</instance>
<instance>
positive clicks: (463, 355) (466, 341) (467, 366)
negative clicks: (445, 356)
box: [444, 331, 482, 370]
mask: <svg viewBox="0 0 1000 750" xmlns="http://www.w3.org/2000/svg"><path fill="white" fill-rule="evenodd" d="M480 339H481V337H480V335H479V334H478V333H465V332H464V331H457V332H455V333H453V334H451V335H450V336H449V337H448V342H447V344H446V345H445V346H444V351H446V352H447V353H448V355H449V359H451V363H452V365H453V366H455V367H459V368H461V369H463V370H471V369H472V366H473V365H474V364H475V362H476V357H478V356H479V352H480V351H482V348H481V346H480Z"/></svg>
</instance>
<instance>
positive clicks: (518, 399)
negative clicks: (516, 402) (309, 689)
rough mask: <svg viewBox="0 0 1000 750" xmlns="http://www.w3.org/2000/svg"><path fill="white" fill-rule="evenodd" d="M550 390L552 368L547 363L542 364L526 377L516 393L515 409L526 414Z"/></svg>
=====
* _Opis zadania_
Czy możesz przekształcić wiersze wszystkich powyższych pozycji w listę numerowaną, pomijając puste wiersze?

* _Odpowiedź_
1. </instance>
2. <instance>
3. positive clicks: (463, 355) (466, 341) (467, 366)
4. negative clicks: (445, 356)
5. box: [444, 331, 482, 370]
6. mask: <svg viewBox="0 0 1000 750" xmlns="http://www.w3.org/2000/svg"><path fill="white" fill-rule="evenodd" d="M480 339H481V337H480V335H479V334H478V333H465V332H464V331H457V332H455V333H453V334H451V335H450V336H449V337H448V342H447V344H446V345H445V346H444V351H446V352H447V353H448V355H449V359H451V363H452V365H453V366H455V367H459V368H461V369H463V370H471V369H472V366H473V365H474V364H475V362H476V357H478V356H479V352H480V351H482V348H481V346H480Z"/></svg>
7. </instance>
8. <instance>
9. positive clicks: (518, 399)
10. negative clicks: (516, 402) (309, 689)
11. rough mask: <svg viewBox="0 0 1000 750" xmlns="http://www.w3.org/2000/svg"><path fill="white" fill-rule="evenodd" d="M550 390L552 368L547 363L542 364L526 377L516 393L515 409L526 414Z"/></svg>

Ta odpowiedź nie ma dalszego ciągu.